-- 提供原文 --
====

发布于2024-11-10 09:27 阅读(976) 评论(0) 点赞(14) 收藏(2)
我正在尝试使用 BERTopic 库和使用 transformers 库的自定义文本生成模型。但是,我遇到了这个 RuntimeError。我尝试在管道中将设备指定为 0(GPU),但仍然出现此错误。我该如何解决这个问题?
请帮助我了解导致此错误的原因以及如何修复它。
2024-08-30 10:44:11,684 - BERTopic - Dimensionality - Completed ✓
2024-08-30 10:44:11,688 - BERTopic - Cluster - Start clustering the reduced embeddings
/usr/local/lib/python3.10/dist-packages/joblib/externals/loky/backend/fork_exec.py:38: RuntimeWarning: os.fork() was called. os.fork() is incompatible with multithreaded code, and JAX is multithreaded, so this will likely lead to a deadlock.
pid = os.fork()
2024-08-30 10:44:17,485 - BERTopic - Cluster - Completed ✓
2024-08-30 10:44:17,498 - BERTopic - Representation - Extracting topics from clusters using representation models.
0%| | 0/66 [00:08<?, ?it/s]
---------------------------------------------------------------------------
RuntimeError Traceback (most recent call last)

====

-- 任务要求 A --
原文中，提问者在管道里把设备指定成了什么？
-- 任务要求 B --
请把条目中含有字符串“positive”的每一行原样报出。

====

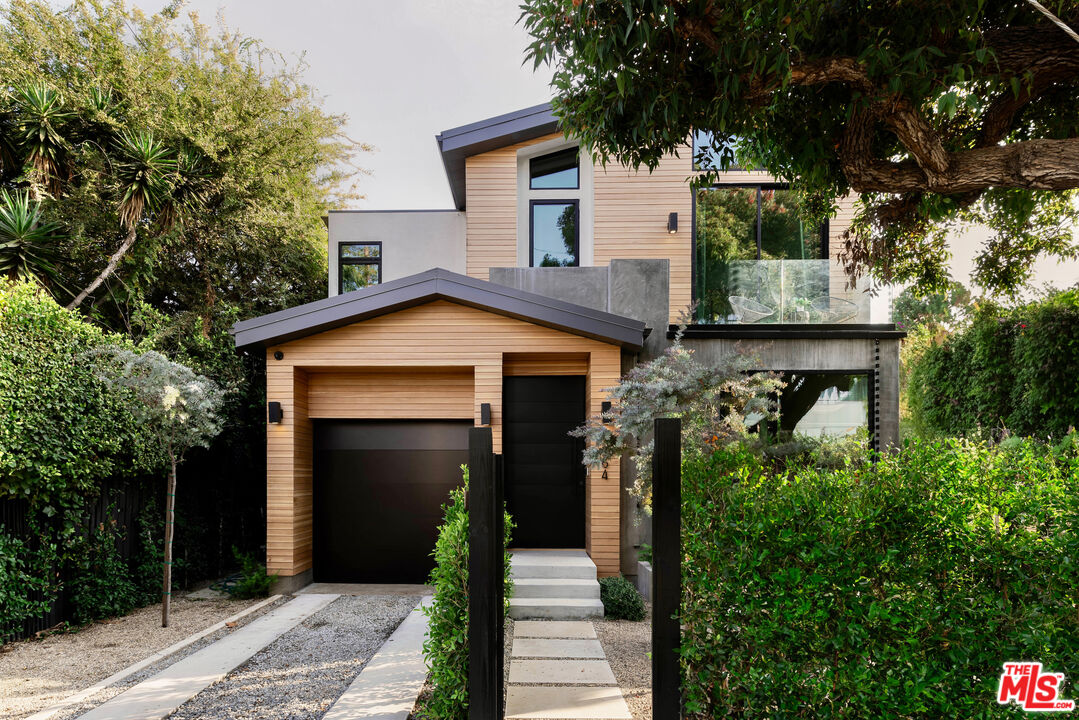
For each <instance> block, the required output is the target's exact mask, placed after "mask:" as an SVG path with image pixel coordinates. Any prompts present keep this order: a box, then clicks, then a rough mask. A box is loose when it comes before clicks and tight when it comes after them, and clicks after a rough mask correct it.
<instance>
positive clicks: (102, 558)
mask: <svg viewBox="0 0 1079 720" xmlns="http://www.w3.org/2000/svg"><path fill="white" fill-rule="evenodd" d="M121 535H122V533H121V532H120V530H119V529H118V528H117V525H115V522H113V521H110V522H101V524H100V525H98V526H97V527H96V528H92V529H91V530H90V531H88V532H86V533H85V534H83V535H81V536H80V538H79V540H78V541H77V542H76V543H74V549H73V553H72V558H71V561H70V563H69V568H70V575H71V578H70V582H69V583H68V586H69V588H70V589H69V593H68V598H69V600H70V601H71V603H72V606H73V607H74V613H73V619H74V621H76V622H77V623H80V624H82V623H88V622H91V621H94V620H97V619H99V617H115V616H117V615H123V614H125V613H127V612H131V611H132V610H134V609H135V608H137V607H139V606H140V604H142V602H144V601H145V600H146V599H147V598H146V596H145V595H144V594H141V593H139V589H138V585H137V584H136V582H135V580H134V578H133V576H132V571H131V569H129V568H128V567H127V563H126V562H125V561H124V559H123V558H122V557H121V556H120V549H119V547H118V543H119V542H120V540H121V539H122V538H121Z"/></svg>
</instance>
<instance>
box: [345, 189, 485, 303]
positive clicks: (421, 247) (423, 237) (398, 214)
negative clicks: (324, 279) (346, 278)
mask: <svg viewBox="0 0 1079 720" xmlns="http://www.w3.org/2000/svg"><path fill="white" fill-rule="evenodd" d="M328 225H329V247H328V250H329V263H330V275H329V295H330V296H331V297H332V296H334V295H337V294H338V258H339V257H340V255H339V253H338V245H339V244H340V243H375V242H377V243H382V282H383V283H385V282H388V281H391V280H397V279H398V277H407V276H408V275H414V274H415V273H418V272H423V271H424V270H431V269H432V268H442V269H445V270H450V271H452V272H460V273H462V274H464V272H465V214H464V213H462V212H459V210H333V212H330V213H329V218H328Z"/></svg>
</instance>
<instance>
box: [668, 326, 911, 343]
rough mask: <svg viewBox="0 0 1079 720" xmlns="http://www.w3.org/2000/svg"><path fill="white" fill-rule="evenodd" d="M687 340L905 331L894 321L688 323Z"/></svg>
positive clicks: (769, 339)
mask: <svg viewBox="0 0 1079 720" xmlns="http://www.w3.org/2000/svg"><path fill="white" fill-rule="evenodd" d="M677 334H678V325H671V326H670V327H668V328H667V338H668V339H671V340H672V339H673V338H674V336H675V335H677ZM682 337H683V338H685V339H686V340H851V339H855V340H859V339H866V340H885V339H888V340H896V339H900V340H901V339H903V338H905V337H906V332H905V331H903V330H898V329H896V324H894V323H873V324H868V323H861V324H860V323H822V324H819V325H812V324H808V323H801V324H793V323H762V324H741V323H727V324H725V325H691V326H689V327H687V328H686V329H685V332H684V334H683V335H682Z"/></svg>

====

-- 参考答案 A --
0，即 GPU。

-- 参考答案 B --
positive clicks: (102, 558)
positive clicks: (421, 247) (423, 237) (398, 214)
positive clicks: (769, 339)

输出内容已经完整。